Task objective:
Transcribe all of the material exactly.

Entries from a point annotation set
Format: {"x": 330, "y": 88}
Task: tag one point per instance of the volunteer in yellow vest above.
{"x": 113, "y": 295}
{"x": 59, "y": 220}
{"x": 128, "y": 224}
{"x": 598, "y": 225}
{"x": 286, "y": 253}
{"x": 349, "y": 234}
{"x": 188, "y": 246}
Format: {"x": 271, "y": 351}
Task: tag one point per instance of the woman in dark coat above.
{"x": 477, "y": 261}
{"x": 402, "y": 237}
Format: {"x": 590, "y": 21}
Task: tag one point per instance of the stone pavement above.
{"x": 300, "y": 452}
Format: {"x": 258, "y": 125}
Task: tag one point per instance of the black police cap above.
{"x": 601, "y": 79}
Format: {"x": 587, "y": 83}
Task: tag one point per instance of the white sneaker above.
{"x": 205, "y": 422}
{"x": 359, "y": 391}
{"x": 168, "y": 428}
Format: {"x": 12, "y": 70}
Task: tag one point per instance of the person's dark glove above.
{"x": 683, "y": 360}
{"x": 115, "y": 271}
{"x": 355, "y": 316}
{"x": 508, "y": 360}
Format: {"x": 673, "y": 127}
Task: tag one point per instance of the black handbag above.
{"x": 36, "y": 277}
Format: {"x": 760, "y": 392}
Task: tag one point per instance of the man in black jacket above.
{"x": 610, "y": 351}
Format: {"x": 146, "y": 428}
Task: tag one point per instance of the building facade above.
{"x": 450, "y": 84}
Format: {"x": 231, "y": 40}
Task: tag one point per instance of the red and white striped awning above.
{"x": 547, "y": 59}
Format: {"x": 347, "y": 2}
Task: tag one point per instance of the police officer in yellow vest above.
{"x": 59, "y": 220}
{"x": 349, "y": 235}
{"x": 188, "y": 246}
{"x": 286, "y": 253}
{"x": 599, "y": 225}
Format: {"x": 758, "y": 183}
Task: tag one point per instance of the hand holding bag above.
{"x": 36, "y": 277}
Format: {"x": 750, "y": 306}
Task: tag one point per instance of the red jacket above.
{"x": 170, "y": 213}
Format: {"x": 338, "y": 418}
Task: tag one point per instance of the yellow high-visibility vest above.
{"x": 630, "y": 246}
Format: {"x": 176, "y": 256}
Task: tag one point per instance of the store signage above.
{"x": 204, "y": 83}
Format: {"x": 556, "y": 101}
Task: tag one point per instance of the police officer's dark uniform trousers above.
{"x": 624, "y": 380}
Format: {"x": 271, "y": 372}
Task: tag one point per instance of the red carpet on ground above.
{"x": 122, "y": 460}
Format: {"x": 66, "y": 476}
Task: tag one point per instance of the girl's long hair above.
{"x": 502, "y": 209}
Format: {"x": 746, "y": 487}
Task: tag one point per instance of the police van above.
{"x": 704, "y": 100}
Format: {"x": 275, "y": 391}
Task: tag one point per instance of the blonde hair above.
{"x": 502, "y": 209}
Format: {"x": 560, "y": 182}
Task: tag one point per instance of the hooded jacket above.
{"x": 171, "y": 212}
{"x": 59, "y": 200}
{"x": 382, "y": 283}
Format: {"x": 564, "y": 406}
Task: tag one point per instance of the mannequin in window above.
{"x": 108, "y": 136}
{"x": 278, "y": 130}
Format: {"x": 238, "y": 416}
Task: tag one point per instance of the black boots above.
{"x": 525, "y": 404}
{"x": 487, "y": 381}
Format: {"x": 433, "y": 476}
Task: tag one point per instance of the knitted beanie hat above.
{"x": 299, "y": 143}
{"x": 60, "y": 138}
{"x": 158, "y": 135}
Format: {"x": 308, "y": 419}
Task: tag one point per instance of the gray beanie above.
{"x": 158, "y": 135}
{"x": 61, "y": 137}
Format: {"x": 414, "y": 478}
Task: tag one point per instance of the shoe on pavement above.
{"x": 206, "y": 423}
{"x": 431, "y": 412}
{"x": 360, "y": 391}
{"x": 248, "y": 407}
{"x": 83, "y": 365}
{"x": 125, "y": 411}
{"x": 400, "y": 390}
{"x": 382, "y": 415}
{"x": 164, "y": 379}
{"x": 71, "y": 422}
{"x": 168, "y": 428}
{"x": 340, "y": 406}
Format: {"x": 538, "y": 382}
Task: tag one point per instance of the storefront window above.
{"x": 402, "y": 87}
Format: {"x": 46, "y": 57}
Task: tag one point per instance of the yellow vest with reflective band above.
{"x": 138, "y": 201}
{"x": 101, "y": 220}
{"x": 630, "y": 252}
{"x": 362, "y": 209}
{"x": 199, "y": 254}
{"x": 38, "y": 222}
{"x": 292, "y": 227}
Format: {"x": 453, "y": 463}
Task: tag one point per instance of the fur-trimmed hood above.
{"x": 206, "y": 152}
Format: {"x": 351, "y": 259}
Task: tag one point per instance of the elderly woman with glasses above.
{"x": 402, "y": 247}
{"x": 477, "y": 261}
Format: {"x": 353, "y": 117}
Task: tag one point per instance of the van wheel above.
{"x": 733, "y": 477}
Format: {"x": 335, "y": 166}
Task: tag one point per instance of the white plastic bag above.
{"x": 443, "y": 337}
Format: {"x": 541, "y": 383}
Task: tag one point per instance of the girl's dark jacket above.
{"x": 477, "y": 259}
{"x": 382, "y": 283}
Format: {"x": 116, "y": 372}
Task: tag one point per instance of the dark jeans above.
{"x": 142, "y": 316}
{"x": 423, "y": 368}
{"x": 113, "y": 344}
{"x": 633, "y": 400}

Solution for this problem:
Format: {"x": 330, "y": 88}
Task: tag one point per instance of the volunteer in yellow vest above.
{"x": 113, "y": 295}
{"x": 59, "y": 220}
{"x": 128, "y": 224}
{"x": 598, "y": 225}
{"x": 286, "y": 253}
{"x": 349, "y": 234}
{"x": 188, "y": 246}
Format: {"x": 271, "y": 351}
Task: tag one point per instance of the woman in dark coat above.
{"x": 477, "y": 261}
{"x": 402, "y": 237}
Format: {"x": 590, "y": 21}
Task: tag one point per instance of the stone pavement above.
{"x": 300, "y": 452}
Format: {"x": 258, "y": 125}
Task: tag one point per instance of the black police cap above.
{"x": 601, "y": 79}
Format: {"x": 587, "y": 83}
Task: tag one point per instance of the white sneaker above.
{"x": 205, "y": 422}
{"x": 359, "y": 391}
{"x": 168, "y": 428}
Format: {"x": 12, "y": 70}
Task: tag one point per instance of the person's dark glove above.
{"x": 683, "y": 360}
{"x": 115, "y": 271}
{"x": 355, "y": 316}
{"x": 508, "y": 360}
Format: {"x": 673, "y": 127}
Task: tag one point per instance of the black handbag above.
{"x": 36, "y": 277}
Format: {"x": 760, "y": 392}
Task: tag one point per instance of the man in black jacket above.
{"x": 610, "y": 351}
Format: {"x": 146, "y": 428}
Task: tag one point per instance of the building facade above.
{"x": 450, "y": 84}
Format: {"x": 231, "y": 40}
Task: tag one point per instance of the red and white striped awning above.
{"x": 547, "y": 59}
Format: {"x": 347, "y": 2}
Task: tag one point per instance of the police officer in yellow vest above.
{"x": 59, "y": 220}
{"x": 349, "y": 235}
{"x": 188, "y": 246}
{"x": 286, "y": 253}
{"x": 599, "y": 225}
Format: {"x": 758, "y": 183}
Task: tag one point per instance of the hand holding bag above.
{"x": 36, "y": 277}
Format: {"x": 750, "y": 306}
Task: tag one point per instance of the red jacket above.
{"x": 170, "y": 213}
Format: {"x": 338, "y": 418}
Task: tag one point per instance of the yellow high-visibility vest above.
{"x": 630, "y": 246}
Format: {"x": 176, "y": 256}
Task: tag one point per instance of the store signage above.
{"x": 204, "y": 83}
Format: {"x": 556, "y": 101}
Task: tag one point per instance of the police officer's dark uniform trousers above.
{"x": 624, "y": 380}
Format: {"x": 271, "y": 372}
Task: tag one point per instance of the red carpet on ground above.
{"x": 122, "y": 460}
Format: {"x": 66, "y": 476}
Task: tag one point per instance of the girl's long hair above.
{"x": 502, "y": 209}
Format: {"x": 746, "y": 487}
Task: tag one point per instance of the police van above.
{"x": 704, "y": 100}
Format: {"x": 275, "y": 391}
Task: tag one point per instance of the blonde hair above.
{"x": 502, "y": 209}
Format: {"x": 560, "y": 182}
Task: tag one point per instance of the hooded jacket above.
{"x": 171, "y": 212}
{"x": 59, "y": 200}
{"x": 382, "y": 283}
Format: {"x": 564, "y": 406}
Task: tag one point per instance of the mannequin in window above.
{"x": 108, "y": 136}
{"x": 278, "y": 130}
Format: {"x": 238, "y": 416}
Task: tag one point per instance of the black boots above.
{"x": 525, "y": 404}
{"x": 487, "y": 381}
Format: {"x": 433, "y": 476}
Task: tag one point per instance of the knitted beanie hat above.
{"x": 299, "y": 143}
{"x": 60, "y": 138}
{"x": 158, "y": 135}
Format: {"x": 308, "y": 419}
Task: tag one point per instance of the gray beanie above.
{"x": 158, "y": 135}
{"x": 61, "y": 137}
Format: {"x": 414, "y": 478}
Task: tag one point per instance of the shoe on pavement above.
{"x": 206, "y": 423}
{"x": 431, "y": 412}
{"x": 360, "y": 391}
{"x": 248, "y": 407}
{"x": 83, "y": 365}
{"x": 125, "y": 411}
{"x": 400, "y": 390}
{"x": 382, "y": 415}
{"x": 164, "y": 379}
{"x": 71, "y": 422}
{"x": 168, "y": 428}
{"x": 340, "y": 406}
Format: {"x": 538, "y": 382}
Task: tag one point per instance of the storefront window above.
{"x": 402, "y": 87}
Format: {"x": 46, "y": 57}
Task: tag one point per instance of the yellow vest with reflective band above.
{"x": 138, "y": 201}
{"x": 101, "y": 220}
{"x": 630, "y": 252}
{"x": 362, "y": 209}
{"x": 199, "y": 254}
{"x": 38, "y": 222}
{"x": 292, "y": 227}
Format: {"x": 453, "y": 463}
Task: tag one point per instance of the fur-trimmed hood above.
{"x": 206, "y": 152}
Format: {"x": 351, "y": 259}
Task: tag one point per instance of the elderly woman with glasses above.
{"x": 402, "y": 247}
{"x": 477, "y": 261}
Format: {"x": 353, "y": 117}
Task: tag one point per instance of the van wheel above.
{"x": 733, "y": 477}
Format: {"x": 335, "y": 166}
Task: tag one point per instance of the white plastic bag above.
{"x": 443, "y": 337}
Format: {"x": 541, "y": 383}
Task: tag one point per instance of the girl's dark jacket above.
{"x": 477, "y": 259}
{"x": 382, "y": 283}
Format: {"x": 116, "y": 372}
Task: tag one point per instance of the dark jeans above.
{"x": 142, "y": 316}
{"x": 423, "y": 368}
{"x": 113, "y": 344}
{"x": 633, "y": 400}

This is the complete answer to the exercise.